SOAL A :: Bisakah Anda menyalin bagian kutipan tentang konseling berwawasan kebencanaan, mulai dari kata-kata yang memuat "Friday, September 26, 2014" sampai dengan "Counseling, Disaster, couonselor.", tanpa mengubah satu kata pun?
SOAL B ::
Jawablah pertanyaan berikut berdasarkan kutipan tentang konseling berwawasan kebencanaan.
(i) Berapa lama erupsi gunung Sinabung berlangsung?
(ii) Berapa kira-kira jumlah pulau besar dan kecil di Indonesia?
(iii) Sifat apa yang harus dimiliki oleh konselor?

KUTIPAN ::
Maestro BK Indonesia

Maestro BK Indonesia
Prof. Dr. Prayitno, M.Sc.Ed, beliau merupakan maestro BK Indonesia. Beliau menghibahkan seluruh hidupnya untuk kemajuan BK, sehingga dapat kita nikmati dan tekuni ilmunya sampai saat ini.

Friday, September 26, 2014

KONSELING BERWAWASAN KEBENCANAAN



Abstrak
Disaster is an unforeseen circumstance by all human beings, but when disaster comes we believe that it is a plan and the will of the Ilahi Rabbi. Guidance and Counseling as a science and profession overall has an obligation and a role to help the victims of natural disasters in terms of mental and psychological. Collaboration between counselors with various parties expected to be healers of wounds and solace to the people who suffered to keep the spirit and future with optimism.
Key words: Guidance and Counseling, Disaster, couonselor.
A.  Pendahuluan
            Indonesia merupakan sebuah negara strategis dengan segala potensi  kekayaan alam yang dimilikinya. Negara kepulauan yang memiliki lebih kurang tujuh belas ribu pulau-pulau besar dan kecil dengan keadaan geografis yang lengkap disebut sebagai ring of fire  mulai dari pegunungan, lautan, sungai, sumber daya mineral, hutan, hewan dan berbagai sumber yang tidak terhitung harganya. Namun sesunguhnya potensi yang kaya itu pada akhir-akhir ini mulai menimbulkan dampak bagi manusia. Dampak itulah yang dinamakan bencana. Dua  tahun terakhir ini saja bencana itu seolah-olah datang silih berganti, mulai dari erupsi gunung Sinabung di Kabupaten Karo Sumatera Utara selama lebih kurang enam bulan, erupsi gunung Kelud di Jawa Timur, erupsi Gunung Selamat, banjir di Ibu Kota Jakarta, banjir bandang di Manado. Semua bencana memberikan dampak yang sangat besar bagi masyarakat, mulai dari kerugian material, psikologis, nyawa yang akan selalu membayangi kehidupan masyarakat tersebut. Tidak ada yang dapat memprediksi kapan bencana itu datang, namun manusia sebagai makhluk beragama meyakini bahwa semua itu merupakan kehendak ilahi terlepas apakah semua itu ujian dan cobaan, yang jelas manusia dituntut untuk tetap meghadapi bencana itu dengan penuh keikhlasan, kesabaran dan usaha-usaha dengan memaksimalkan segala potensi yang dimilikinya.

A.  Konsep Bimbingan dan Konseling berwawasan kebencanaan
            Konseling sebagai profesi yang profesional merupakan sebuah profesi yang unik dan mulia, unik karena tidak semua orang mampu untuk menjiwai sepenuhnya profesi konseling itu. Mulia karena profesi ini merupakan sebuah bantuan yang diberikan oleh konselor kepada klien/ masyarakat dengan ikhlas sehingga salah satu sifat yang harus dimiliki oleh konselor adalah altruistik yaitu lebih mementingkan kepuasaan orang lain daripada diri sendiri.

[Materi mentah]
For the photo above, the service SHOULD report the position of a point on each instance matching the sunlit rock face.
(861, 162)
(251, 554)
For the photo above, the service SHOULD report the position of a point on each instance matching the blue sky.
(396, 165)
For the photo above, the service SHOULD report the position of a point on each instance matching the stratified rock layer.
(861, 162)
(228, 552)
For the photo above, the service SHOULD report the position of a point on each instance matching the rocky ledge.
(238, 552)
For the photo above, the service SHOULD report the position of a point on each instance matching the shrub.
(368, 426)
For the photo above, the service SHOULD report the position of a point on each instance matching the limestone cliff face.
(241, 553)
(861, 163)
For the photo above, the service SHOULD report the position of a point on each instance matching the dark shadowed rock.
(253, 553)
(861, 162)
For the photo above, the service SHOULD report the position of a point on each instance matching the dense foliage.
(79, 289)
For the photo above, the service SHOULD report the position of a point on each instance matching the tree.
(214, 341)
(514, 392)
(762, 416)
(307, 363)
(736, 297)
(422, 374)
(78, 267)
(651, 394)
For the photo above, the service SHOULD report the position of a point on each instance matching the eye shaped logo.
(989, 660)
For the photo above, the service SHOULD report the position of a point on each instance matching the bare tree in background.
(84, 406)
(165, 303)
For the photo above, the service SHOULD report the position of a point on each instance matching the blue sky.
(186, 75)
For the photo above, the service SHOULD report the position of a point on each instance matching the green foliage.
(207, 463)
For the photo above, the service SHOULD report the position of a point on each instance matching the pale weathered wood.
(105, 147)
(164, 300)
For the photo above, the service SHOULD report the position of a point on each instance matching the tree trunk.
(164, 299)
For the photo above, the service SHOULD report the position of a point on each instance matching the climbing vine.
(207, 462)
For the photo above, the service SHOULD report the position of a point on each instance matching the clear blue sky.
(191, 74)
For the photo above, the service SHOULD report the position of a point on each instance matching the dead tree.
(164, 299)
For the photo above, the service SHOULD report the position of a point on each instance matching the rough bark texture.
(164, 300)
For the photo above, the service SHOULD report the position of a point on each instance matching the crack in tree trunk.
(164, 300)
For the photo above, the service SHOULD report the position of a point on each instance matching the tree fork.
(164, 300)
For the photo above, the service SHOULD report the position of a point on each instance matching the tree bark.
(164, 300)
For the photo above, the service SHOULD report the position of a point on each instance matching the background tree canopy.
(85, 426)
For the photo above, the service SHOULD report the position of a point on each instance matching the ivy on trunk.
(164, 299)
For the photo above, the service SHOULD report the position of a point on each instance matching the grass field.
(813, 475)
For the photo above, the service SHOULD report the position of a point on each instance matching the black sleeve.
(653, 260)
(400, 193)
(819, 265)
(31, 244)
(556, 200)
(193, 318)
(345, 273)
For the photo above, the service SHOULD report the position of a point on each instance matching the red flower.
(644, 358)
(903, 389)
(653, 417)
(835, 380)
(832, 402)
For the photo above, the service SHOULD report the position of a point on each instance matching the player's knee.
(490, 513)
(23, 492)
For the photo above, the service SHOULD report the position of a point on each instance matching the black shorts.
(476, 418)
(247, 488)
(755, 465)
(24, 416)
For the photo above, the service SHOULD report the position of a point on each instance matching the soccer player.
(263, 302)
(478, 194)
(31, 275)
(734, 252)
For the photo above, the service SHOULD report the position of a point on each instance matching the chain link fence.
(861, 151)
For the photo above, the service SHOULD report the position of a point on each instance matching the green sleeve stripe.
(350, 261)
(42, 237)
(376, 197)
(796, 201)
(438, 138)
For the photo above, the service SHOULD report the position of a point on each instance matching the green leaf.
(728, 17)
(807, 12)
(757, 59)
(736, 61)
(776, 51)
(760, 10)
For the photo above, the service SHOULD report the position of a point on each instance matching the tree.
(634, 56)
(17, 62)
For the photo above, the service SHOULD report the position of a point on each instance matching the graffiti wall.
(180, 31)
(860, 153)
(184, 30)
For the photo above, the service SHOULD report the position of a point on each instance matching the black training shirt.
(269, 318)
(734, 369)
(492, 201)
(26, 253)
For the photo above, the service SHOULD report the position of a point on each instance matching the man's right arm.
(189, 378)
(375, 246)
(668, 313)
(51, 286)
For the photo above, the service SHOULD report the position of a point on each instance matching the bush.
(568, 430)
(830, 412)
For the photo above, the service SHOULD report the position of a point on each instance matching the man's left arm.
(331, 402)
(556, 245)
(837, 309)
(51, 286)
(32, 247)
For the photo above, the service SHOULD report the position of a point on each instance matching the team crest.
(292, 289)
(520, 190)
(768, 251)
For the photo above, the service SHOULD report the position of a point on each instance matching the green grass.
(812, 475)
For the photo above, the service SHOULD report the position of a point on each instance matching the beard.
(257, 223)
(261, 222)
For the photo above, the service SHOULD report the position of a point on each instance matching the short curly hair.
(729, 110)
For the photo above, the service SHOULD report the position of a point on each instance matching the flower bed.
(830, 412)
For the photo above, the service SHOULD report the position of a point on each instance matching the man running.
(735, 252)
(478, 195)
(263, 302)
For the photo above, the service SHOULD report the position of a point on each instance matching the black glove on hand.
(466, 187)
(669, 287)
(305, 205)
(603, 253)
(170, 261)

JAWABAN LENGKAP A ::
Friday, September 26, 2014

KONSELING BERWAWASAN KEBENCANAAN



Abstrak
Disaster is an unforeseen circumstance by all human beings, but when disaster comes we believe that it is a plan and the will of the Ilahi Rabbi. Guidance and Counseling as a science and profession overall has an obligation and a role to help the victims of natural disasters in terms of mental and psychological. Collaboration between counselors with various parties expected to be healers of wounds and solace to the people who suffered to keep the spirit and future with optimism.
Key words: Guidance and Counseling, Disaster, couonselor.

JAWABAN LENGKAP B ::
(i) Lebih kurang enam bulan.
(ii) Lebih kurang tujuh belas ribu pulau.
(iii) Altruistik, yaitu lebih mementingkan kepuasan orang lain daripada diri sendiri.